▶ _Alıştırma bölümleri_:
1. Alıntıdaki "Ülkemizin deprem ülkesi olduğu dikkate alındığında" diye başlayan paragrafı, ana bilgilerini koruyarak madde listesi hâlinde kısaca yeniden yaz.
2. Alıntıdaki "Deprem; bütçemizi, psikolojimizi, gündelik ve sosyal hayatımızı etkileyen çok boyutlu bir mesele." cümlesini İngilizceye çevir.
3. Alıntının "Deprem konusunu ele" ile başlayıp "etme yolunu seçtik." ifadesine kadar süren kısmını aynen tekrarla.
++++ Sunulan alıntı
Sismik izalatör sistemi; depremin sarcıcı şokunu yatay yönde azaltan bir süspansiyon sistemidir

Ülkemizin deprem ülkesi  olduğu dikkate alındığında, tedbirlerin  zamanında alınması zaruriyeti  doğmaktadır. Deprem; bütçemizi, psikolojimizi, gündelik ve sosyal hayatımızı etkileyen çok boyutlu bir mesele. Onunla baş etmeyi öğrenmek de yine çok aşamalı bir bakış açısı gerektiriyor. Ülkemiz de; bilgi toplumu olma özelliği törpülendiği oranda, afet ve imar konularının bilgi nitelikleri de yok edilmiştir. Öncelikle sorunu tanımlamak, afet bilgisine ulaşmak ve bu bilgiyi toplumsal olarak içselleştirmek, çözüm üretmek, sonra da toplumsal etkinliğe dönüştürmek gerekirken, ülkemizde  bilgiden uzak, sadece kaderci yaklaşım ile “yara sarmaya” dayalı ve soruna sırtını  dönmüş, kaderci  bir çözüm benimsenmiştir.

Deprem konusunu ele alırken, bu bilgilerin ışığı altında birçok değerli bilim üyesi arasından Prof. Dr. Naci Görür ile Prof. Dr. Okan Tüysüz’ün görüşlerinden istifade etme yolunu seçtik.

GÖRÜR’ÜN ÖNGÖRÜLERİ

Özellikle Batı Marmara’da, yani Silivri ile Tekirdağ arasında olan yerlerde 4 veya 4’ün altında sıksık depremler olur. Bunlar tektonik faylara bağlı depremler değildir. O bölgede denizin dibinden önemli gaz çıkışları olur. Bunlar doğal gaz çıkışlarıdır. Bu dengesizliğe bağlı olarak depremlerde oluştururlar. Bilimsel olarak saptanmıştır. Marmara Denizi’nde  meydana gelen depremler Kuzey ve güney kolundan kaynaklanmaktadır. Marmara denizinden deprem bekliyoruz bu her ne kadar İstanbul’u etkilese bile aslında stres Marmara’nın güneyinde birikiyor. (Bursa, Balıkesir, Çanakkale, Biga’dan bahsediyorum. En son 1800’lü yıllarda olmuş. Bu bölge de hem uzun zamandır deprem olmamış hem de stres devamlı artıyor) Dolasıyla Bursa, Balıkesir, Çanakkale’de deprem olma olasılığı var. O bölge de var olan faylardan da olmasa bile, olası Marmara  depremden de etkilenecektir. Zaten Kuzey Anadolu fay hattının kuzey kolu o bölgeden uzak değil diye görüş belirtti. Yapılan araştırmada 45 ilde 5,5 ve üzeri deprem üretebilecek 485 diri fay bulunurken, birinci derece risk altında olan şehirler; İzmir, Balıkesir, Manisa, Muğla, Aydın, Denizli, Isparta, Uşak, Bursa, Bilecik, Yalova, Sakarya, Düzce, Kocaeli, Kırşehir, Bolu, Karabük, Hatay, Bartın, Çankırı, Tokat, Amasya, Çanakkale, Erzincan, Tunceli, Bingöl, Muş, Hakkari, Osmaniye, Kırıkkale ve Siirt oldu.
++++++++
++++ Veri bölümü
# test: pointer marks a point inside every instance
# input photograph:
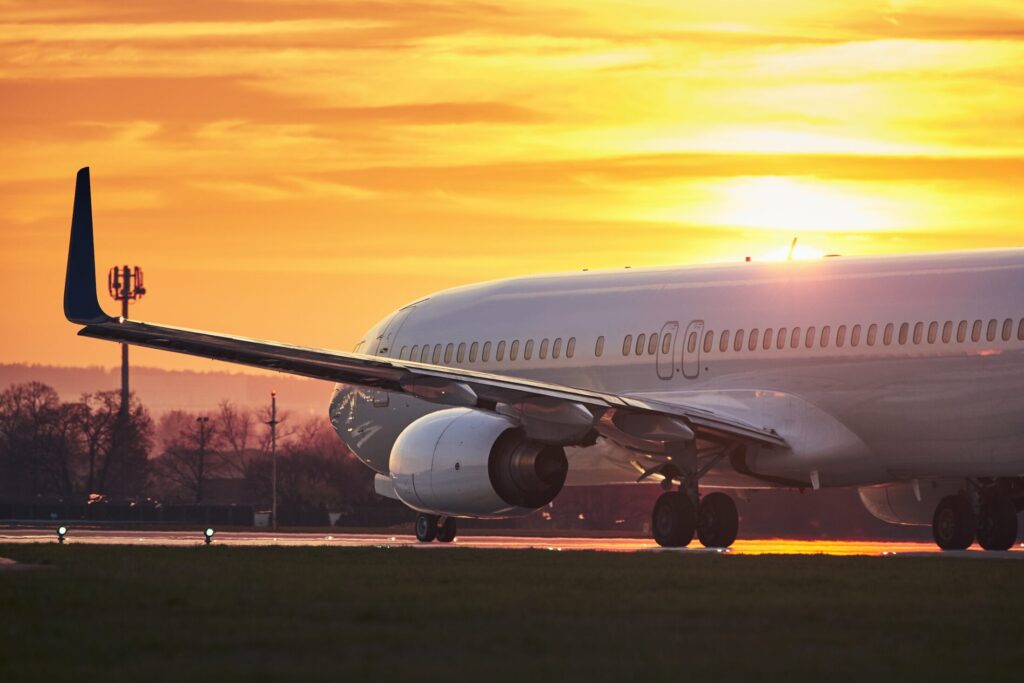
++++++++
▶ _Çözümler aşağıda_:
1.
- Ülkemiz bir deprem ülkesi olduğundan önlemlerin zamanında alınması gerekiyor.
- Deprem; bütçeyi, psikolojiyi, gündelik ve sosyal hayatı etkileyen çok boyutlu bir mesele. Onunla baş etmek de çok aşamalı bir bakış açısı gerektiriyor.
- Ülkenin bilgi toplumu olma özelliği törpülendikçe afet ve imar konularının bilgi nitelikleri de yok edilmiş.
- Yapılması gereken şu: önce sorunu tanımlamak, afet bilgisine ulaşıp bu bilgiyi toplumca içselleştirmek, çözüm üretmek, ardından bunu toplumsal etkinliğe dönüştürmek.
- Bunun yerine bilgiden uzak, "yara sarmaya" dayalı, soruna sırtını dönmüş kaderci bir çözüm benimsenmiş.

2. Earthquakes are a multidimensional issue that affects our budget, our psychology, and our daily and social lives.

3.
Deprem konusunu ele alırken, bu bilgilerin ışığı altında birçok değerli bilim üyesi arasından Prof. Dr. Naci Görür ile Prof. Dr. Okan Tüysüz’ün görüşlerinden istifade etme yolunu seçtik.